#### TASK OBJECTIVE
The material below contains a line with "Question. The picture above shows the squirrel's mouth." and a line with "Question. The picture above shows the squirrel's front". Copy exactly those two lines and all lines between them.

#### DATA SHOWN
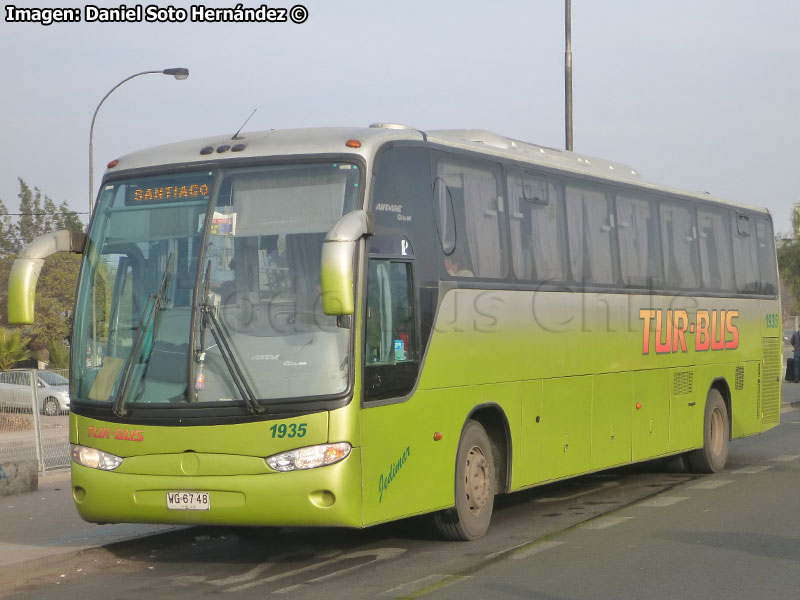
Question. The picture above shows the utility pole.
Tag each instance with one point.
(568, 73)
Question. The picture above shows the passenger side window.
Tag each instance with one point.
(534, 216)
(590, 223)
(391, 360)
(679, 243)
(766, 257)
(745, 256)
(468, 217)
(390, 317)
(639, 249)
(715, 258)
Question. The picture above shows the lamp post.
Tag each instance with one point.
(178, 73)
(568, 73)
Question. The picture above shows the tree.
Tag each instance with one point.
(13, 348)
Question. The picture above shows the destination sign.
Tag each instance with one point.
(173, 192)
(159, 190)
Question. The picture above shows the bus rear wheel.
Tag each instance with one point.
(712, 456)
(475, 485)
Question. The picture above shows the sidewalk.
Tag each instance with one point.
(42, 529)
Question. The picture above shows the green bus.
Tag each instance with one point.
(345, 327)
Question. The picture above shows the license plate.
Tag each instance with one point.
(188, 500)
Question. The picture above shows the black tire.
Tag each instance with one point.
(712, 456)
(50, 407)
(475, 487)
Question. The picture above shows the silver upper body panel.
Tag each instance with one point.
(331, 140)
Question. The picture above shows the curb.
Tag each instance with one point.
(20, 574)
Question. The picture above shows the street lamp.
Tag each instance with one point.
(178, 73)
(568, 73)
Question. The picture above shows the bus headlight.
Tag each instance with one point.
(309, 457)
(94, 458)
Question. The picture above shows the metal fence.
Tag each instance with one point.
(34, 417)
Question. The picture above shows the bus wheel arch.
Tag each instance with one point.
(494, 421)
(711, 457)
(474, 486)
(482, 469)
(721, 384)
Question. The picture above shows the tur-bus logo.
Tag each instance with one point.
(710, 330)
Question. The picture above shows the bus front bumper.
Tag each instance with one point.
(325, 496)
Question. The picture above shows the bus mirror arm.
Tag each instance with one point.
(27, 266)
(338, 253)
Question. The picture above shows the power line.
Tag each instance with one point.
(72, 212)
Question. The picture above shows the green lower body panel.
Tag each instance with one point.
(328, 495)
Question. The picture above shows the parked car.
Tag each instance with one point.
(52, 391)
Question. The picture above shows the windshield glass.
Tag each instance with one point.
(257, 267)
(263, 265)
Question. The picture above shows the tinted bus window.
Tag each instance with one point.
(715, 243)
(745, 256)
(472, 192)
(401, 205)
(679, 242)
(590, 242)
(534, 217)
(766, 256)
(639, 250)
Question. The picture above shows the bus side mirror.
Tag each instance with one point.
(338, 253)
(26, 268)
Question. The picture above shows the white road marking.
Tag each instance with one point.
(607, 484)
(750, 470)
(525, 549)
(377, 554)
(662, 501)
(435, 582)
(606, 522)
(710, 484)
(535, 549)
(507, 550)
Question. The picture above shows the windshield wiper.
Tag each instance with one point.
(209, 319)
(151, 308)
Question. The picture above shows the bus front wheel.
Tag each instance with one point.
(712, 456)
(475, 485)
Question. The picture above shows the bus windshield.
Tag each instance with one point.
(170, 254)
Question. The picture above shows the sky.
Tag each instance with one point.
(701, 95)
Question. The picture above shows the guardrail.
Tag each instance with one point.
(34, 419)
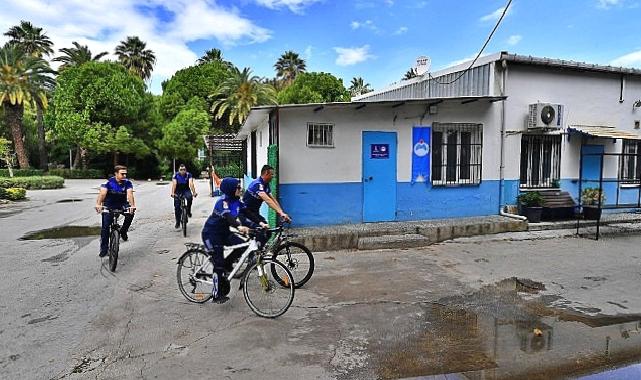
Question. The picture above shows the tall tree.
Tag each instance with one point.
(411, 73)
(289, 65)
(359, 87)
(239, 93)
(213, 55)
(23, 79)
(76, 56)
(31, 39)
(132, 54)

---

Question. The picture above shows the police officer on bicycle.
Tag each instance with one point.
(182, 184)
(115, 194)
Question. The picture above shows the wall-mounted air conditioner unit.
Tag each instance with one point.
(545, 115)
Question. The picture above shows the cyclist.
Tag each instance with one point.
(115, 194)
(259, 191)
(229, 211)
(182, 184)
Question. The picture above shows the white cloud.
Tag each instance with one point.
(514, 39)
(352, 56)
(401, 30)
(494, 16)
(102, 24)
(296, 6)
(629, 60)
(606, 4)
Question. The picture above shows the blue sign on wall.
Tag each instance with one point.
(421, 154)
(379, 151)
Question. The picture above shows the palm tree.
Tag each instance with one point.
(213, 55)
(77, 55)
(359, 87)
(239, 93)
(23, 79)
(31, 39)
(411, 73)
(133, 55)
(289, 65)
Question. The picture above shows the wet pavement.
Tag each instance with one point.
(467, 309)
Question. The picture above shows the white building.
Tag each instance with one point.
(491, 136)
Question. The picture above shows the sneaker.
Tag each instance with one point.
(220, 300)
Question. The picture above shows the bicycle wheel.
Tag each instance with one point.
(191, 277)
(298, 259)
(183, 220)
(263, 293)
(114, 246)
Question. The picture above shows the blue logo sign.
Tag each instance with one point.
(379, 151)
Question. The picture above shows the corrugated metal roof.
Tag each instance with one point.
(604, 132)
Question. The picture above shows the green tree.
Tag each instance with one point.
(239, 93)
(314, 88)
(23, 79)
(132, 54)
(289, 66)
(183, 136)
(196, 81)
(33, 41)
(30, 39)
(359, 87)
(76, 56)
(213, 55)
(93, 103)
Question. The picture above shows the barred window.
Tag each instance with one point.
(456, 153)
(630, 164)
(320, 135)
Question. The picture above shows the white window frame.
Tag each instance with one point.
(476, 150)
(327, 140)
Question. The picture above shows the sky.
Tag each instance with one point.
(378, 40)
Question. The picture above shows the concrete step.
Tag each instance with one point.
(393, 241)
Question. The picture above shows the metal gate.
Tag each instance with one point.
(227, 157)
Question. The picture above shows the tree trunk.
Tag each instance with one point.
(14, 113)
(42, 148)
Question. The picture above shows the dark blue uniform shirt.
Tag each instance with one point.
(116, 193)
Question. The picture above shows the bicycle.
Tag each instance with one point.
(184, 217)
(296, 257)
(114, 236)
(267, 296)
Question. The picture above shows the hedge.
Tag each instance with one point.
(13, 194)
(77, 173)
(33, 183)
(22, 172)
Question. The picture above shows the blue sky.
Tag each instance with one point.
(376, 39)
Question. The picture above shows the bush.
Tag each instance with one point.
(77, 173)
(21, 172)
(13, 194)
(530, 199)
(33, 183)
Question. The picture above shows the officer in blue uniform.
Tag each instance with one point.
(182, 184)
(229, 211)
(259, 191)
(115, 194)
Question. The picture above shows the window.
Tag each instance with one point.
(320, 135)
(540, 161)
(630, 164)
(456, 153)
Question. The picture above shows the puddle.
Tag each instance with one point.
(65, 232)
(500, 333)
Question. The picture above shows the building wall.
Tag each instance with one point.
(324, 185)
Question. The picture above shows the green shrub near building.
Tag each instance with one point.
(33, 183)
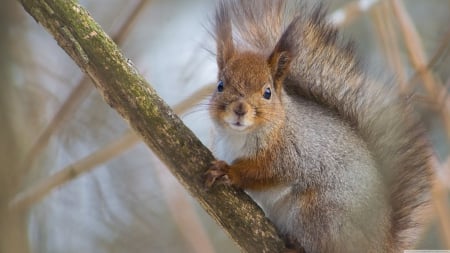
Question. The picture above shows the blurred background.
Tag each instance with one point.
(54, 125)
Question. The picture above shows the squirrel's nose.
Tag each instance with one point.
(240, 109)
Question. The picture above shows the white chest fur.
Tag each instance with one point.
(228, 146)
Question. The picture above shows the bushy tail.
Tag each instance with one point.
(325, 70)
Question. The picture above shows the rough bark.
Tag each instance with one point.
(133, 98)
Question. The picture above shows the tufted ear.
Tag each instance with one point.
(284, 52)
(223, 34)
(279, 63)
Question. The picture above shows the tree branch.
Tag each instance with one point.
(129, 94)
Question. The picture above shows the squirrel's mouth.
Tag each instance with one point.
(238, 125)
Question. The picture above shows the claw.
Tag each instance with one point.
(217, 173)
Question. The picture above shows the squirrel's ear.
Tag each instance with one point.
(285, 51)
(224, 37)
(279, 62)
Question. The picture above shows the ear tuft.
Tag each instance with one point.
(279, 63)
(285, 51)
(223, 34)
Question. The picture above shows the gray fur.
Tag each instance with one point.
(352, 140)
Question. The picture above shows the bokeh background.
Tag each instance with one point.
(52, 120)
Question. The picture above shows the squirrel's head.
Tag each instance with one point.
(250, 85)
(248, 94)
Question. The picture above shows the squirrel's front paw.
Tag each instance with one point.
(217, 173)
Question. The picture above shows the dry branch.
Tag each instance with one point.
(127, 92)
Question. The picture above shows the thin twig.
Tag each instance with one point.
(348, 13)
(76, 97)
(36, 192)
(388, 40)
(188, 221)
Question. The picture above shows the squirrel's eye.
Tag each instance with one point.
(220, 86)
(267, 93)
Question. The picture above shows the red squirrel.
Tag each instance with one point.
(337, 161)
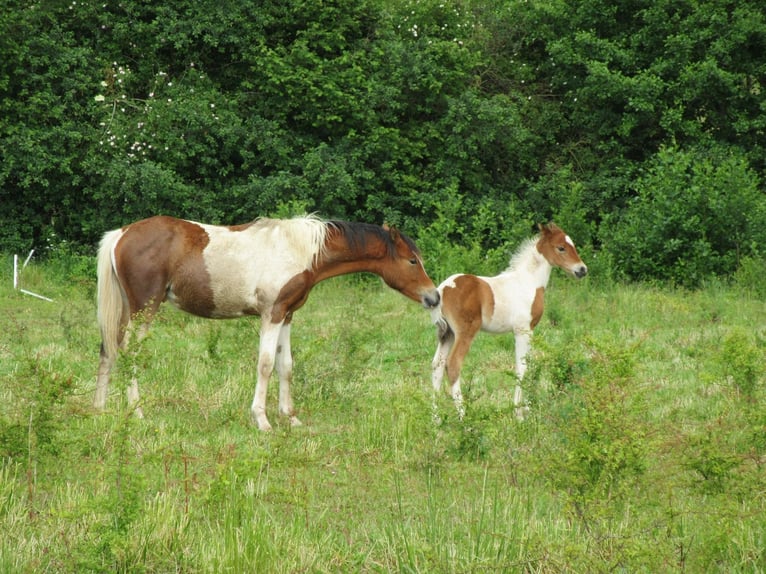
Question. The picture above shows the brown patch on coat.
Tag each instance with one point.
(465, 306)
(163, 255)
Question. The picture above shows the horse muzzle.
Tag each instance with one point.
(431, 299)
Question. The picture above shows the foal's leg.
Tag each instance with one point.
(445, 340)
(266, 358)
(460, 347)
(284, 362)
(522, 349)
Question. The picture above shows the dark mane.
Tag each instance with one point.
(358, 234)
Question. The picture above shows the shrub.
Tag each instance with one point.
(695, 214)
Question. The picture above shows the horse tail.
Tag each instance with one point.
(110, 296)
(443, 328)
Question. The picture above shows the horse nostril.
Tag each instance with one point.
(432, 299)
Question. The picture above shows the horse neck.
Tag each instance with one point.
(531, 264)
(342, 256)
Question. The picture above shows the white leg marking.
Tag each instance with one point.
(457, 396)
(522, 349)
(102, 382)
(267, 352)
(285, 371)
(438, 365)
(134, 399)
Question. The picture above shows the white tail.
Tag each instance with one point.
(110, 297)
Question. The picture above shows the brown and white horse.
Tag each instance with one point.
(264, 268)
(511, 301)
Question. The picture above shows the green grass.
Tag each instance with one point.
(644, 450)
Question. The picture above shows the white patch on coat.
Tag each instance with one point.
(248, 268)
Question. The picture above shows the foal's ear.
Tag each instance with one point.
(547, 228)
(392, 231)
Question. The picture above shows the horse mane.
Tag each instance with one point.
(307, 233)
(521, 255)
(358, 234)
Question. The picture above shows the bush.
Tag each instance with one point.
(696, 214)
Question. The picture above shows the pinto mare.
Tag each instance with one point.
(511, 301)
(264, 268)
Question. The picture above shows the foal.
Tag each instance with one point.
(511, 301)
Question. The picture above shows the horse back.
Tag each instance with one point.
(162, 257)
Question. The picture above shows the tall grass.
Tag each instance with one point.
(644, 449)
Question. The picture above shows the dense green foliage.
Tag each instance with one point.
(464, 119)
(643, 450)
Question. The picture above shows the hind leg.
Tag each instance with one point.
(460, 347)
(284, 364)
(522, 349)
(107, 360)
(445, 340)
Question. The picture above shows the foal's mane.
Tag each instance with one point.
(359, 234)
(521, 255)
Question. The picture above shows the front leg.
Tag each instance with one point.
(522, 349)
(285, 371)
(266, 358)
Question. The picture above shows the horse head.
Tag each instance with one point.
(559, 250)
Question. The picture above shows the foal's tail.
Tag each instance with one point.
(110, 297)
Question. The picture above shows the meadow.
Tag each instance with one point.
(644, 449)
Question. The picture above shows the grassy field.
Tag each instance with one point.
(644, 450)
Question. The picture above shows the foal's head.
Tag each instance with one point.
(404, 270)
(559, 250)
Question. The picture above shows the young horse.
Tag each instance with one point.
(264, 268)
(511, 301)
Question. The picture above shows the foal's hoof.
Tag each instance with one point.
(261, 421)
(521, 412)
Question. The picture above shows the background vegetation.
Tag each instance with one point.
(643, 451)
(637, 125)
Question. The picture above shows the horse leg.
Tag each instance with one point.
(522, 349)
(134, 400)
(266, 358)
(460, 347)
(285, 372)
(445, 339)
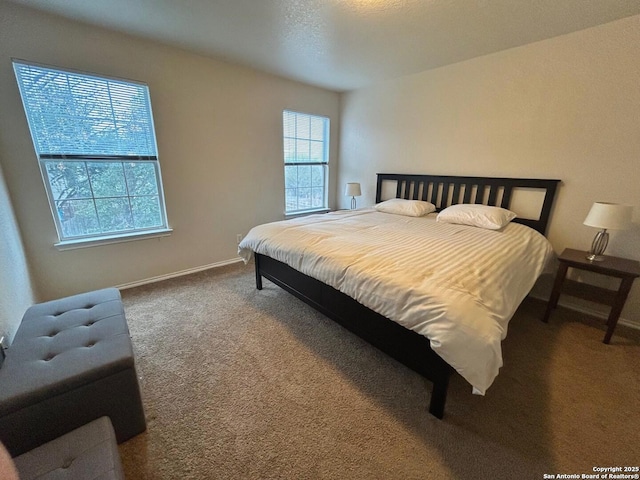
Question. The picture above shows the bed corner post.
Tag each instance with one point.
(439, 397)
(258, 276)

#### ANSWER TO THIS EXERCISE
Question. The picture above shows the squirrel's mouth.
Tag each instance with one point.
(238, 125)
Question. The picture above shows the claw.
Tag each instance with one point.
(217, 173)
Question. The picture above shows the squirrel's ear.
Tag each instance with one point.
(285, 51)
(224, 37)
(279, 62)
Question. The picture above shows the ear tuft.
Tag each instance with one point.
(279, 63)
(285, 51)
(223, 34)
Question. The picture above shows the gray fur.
Tag each instance with one point.
(352, 140)
Question. The picture above shows the bokeh background.
Tag each instance with one point.
(52, 120)
Question. The picture above shows the squirrel's head.
Tag each instance with one point.
(250, 85)
(248, 94)
Question. The picture above shows the squirrel's front paw.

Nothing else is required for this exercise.